### Challenge
Will you output the entries below exactly, skipping every image they contain?
------------------------------------------------
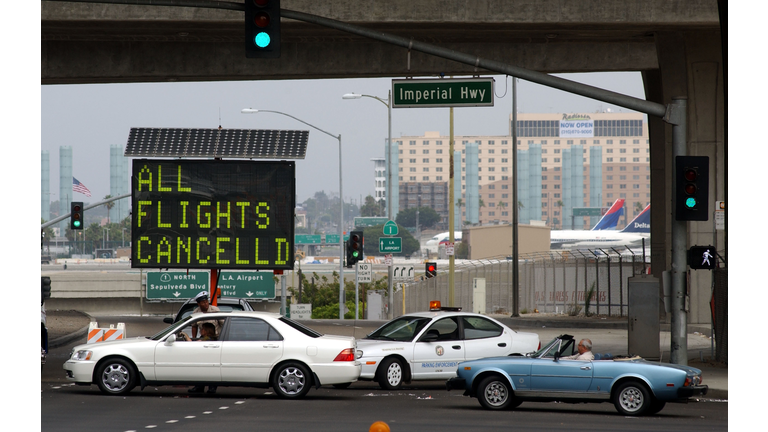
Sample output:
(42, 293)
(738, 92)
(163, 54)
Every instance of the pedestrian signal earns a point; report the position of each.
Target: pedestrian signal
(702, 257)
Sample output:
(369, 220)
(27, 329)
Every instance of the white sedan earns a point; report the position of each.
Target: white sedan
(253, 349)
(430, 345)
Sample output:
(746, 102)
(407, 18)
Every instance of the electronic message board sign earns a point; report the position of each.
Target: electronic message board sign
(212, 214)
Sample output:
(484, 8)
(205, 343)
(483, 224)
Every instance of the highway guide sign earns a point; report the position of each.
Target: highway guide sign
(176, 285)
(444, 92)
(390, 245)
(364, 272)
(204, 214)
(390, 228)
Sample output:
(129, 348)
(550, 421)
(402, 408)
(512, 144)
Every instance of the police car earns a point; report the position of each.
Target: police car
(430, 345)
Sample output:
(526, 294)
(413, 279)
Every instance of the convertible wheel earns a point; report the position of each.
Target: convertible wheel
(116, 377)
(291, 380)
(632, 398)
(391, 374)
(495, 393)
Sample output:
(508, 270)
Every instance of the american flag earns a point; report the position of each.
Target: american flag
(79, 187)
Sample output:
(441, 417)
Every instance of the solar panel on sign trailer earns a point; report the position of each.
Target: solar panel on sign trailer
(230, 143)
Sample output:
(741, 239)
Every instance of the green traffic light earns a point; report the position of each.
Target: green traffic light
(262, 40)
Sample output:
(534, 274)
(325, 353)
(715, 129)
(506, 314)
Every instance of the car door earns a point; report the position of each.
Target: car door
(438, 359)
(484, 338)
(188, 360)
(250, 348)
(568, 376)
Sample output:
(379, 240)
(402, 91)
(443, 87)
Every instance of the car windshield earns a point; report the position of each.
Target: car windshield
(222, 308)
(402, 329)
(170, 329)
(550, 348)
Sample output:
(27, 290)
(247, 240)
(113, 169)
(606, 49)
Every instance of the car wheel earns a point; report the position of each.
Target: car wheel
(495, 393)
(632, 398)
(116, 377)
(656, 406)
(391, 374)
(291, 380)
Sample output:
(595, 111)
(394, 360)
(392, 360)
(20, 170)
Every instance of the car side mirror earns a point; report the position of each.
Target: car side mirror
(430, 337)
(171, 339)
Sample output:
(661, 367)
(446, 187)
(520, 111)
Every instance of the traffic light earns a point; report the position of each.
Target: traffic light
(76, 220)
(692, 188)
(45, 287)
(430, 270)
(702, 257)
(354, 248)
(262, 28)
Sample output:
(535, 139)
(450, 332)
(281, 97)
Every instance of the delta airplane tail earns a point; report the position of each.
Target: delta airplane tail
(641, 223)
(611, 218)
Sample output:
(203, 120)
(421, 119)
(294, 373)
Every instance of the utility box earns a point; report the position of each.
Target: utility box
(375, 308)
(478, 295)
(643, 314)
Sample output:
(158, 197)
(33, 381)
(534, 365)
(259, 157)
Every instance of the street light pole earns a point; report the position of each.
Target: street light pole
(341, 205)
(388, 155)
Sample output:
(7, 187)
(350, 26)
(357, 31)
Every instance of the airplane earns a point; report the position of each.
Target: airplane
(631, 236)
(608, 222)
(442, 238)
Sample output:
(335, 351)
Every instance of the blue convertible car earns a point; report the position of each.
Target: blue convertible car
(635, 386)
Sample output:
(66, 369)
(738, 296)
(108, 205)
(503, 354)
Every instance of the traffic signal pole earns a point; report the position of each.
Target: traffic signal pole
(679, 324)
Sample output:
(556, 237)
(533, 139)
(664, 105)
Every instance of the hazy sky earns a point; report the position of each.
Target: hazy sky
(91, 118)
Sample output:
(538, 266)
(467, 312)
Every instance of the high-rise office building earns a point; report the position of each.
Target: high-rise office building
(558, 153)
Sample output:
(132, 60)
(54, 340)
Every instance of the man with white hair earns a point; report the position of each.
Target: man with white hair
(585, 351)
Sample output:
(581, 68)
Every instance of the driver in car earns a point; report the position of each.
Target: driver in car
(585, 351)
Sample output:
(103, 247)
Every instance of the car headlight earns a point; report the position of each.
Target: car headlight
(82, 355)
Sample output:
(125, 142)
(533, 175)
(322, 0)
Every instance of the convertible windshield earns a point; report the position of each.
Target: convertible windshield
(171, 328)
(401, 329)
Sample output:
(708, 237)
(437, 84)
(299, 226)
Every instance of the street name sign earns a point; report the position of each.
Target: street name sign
------------------------------------------------
### Right answer
Sample output:
(42, 293)
(738, 92)
(163, 54)
Every instance of the pedestrian signal earns a point; report the position of each.
Target: pedestrian signal
(702, 257)
Sample output:
(369, 220)
(27, 329)
Every instance of the white sedan earns a point; report the position of each.
Target: white sedan
(253, 349)
(430, 345)
Sample output:
(746, 102)
(407, 18)
Every instance of the electronic message board sign earns a point; report the position of each.
Target: electronic message board sign
(212, 214)
Sample output:
(484, 8)
(205, 343)
(483, 224)
Every instance of the highway guide sign earns a point; report the position of each.
Target: highway guide sign
(176, 285)
(444, 92)
(390, 245)
(364, 272)
(204, 214)
(390, 228)
Sample output:
(129, 348)
(550, 421)
(402, 408)
(512, 144)
Every instance of the police car earns a point; report the position of each.
Target: police car
(430, 345)
Sample output:
(526, 294)
(413, 279)
Every instance of the convertible wheel earns a point; report the position of each.
Target: convertible wheel
(116, 377)
(291, 380)
(632, 398)
(391, 374)
(495, 393)
Sample output:
(508, 270)
Every instance of the american flag earns a point; report the position of each.
Target: american flag
(79, 187)
Sample output:
(441, 417)
Every instance of the solar panel on sign trailer earns a point; report the position of each.
Target: solar panel on sign trailer
(230, 143)
Sample output:
(741, 239)
Every instance of the green traffic light earns a point; report the position of each.
Target: green traffic light
(262, 40)
Sample output:
(534, 274)
(325, 353)
(715, 129)
(506, 314)
Every instance of the car door earns a point; report the position of each.
Target: car door
(438, 359)
(484, 338)
(188, 360)
(250, 348)
(568, 376)
Sample output:
(379, 240)
(402, 91)
(443, 87)
Every instance of the car windshield earns a point; report the position of each.
Target: car windshield
(222, 308)
(402, 329)
(170, 329)
(550, 348)
Sample output:
(27, 290)
(247, 240)
(113, 169)
(606, 49)
Every instance of the car wheel earns a point; report the position of each.
Target: car wheel
(495, 393)
(632, 398)
(116, 377)
(656, 406)
(391, 374)
(291, 380)
Sample output:
(595, 111)
(394, 360)
(392, 360)
(20, 170)
Every instance of the car side mirror earns a point; report the position of each.
Target: car side mirror
(430, 337)
(171, 339)
Sample output:
(661, 367)
(446, 187)
(520, 111)
Every instance of the traffic light earns a point; report the position of each.
Target: traffic light
(76, 220)
(692, 188)
(45, 287)
(430, 270)
(702, 257)
(354, 248)
(262, 28)
Sample output:
(535, 139)
(450, 332)
(281, 97)
Every instance of the delta airplane tail earns a point; report the position of each.
Target: delta airplane tail
(641, 223)
(611, 218)
Sample output:
(203, 120)
(421, 119)
(294, 373)
Every instance of the utility box earns a point; report the position of each.
Target: utility box
(375, 308)
(478, 295)
(643, 314)
Sample output:
(158, 197)
(33, 381)
(534, 365)
(259, 157)
Every instance of the street light pole earns a point; report the position of each.
Target: street light pole
(341, 205)
(388, 155)
Sample output:
(7, 187)
(350, 26)
(357, 31)
Every instance of the airplane earns a point; report the position of each.
Target: airplane
(631, 236)
(608, 222)
(442, 238)
Sample output:
(335, 351)
Every instance of the blue convertible car earns a point; report the position of each.
Target: blue convertible car
(635, 386)
Sample output:
(66, 369)
(738, 296)
(108, 205)
(503, 354)
Every instance of the traffic signal pole earns a point; report the position of each.
Target: traffic signal pole
(679, 324)
Sample output:
(556, 237)
(533, 139)
(664, 105)
Every instance of the hazy sky earns a point; report the position of each.
Target: hazy sky
(91, 118)
Sample output:
(538, 266)
(467, 312)
Every instance of the high-rise office building earns a point; report the position of each.
Target: high-rise office building
(558, 153)
Sample output:
(132, 60)
(54, 340)
Every instance of the man with white hair earns a point; report the position of each.
Target: man with white hair
(585, 351)
Sample output:
(581, 68)
Every instance of the driver in car earns a point; report the position of each.
Target: driver in car
(585, 351)
Sample output:
(103, 247)
Every instance of the car headlight earns a point; report the position of each.
Target: car headlight
(82, 355)
Sample output:
(125, 142)
(533, 175)
(322, 0)
Every instance of the convertible windshield earns a point; report the position of each.
Target: convertible windshield
(171, 328)
(401, 329)
Sample output:
(708, 237)
(437, 84)
(299, 226)
Every instance of the street name sign earns a point; report the position of each.
Target: street name sign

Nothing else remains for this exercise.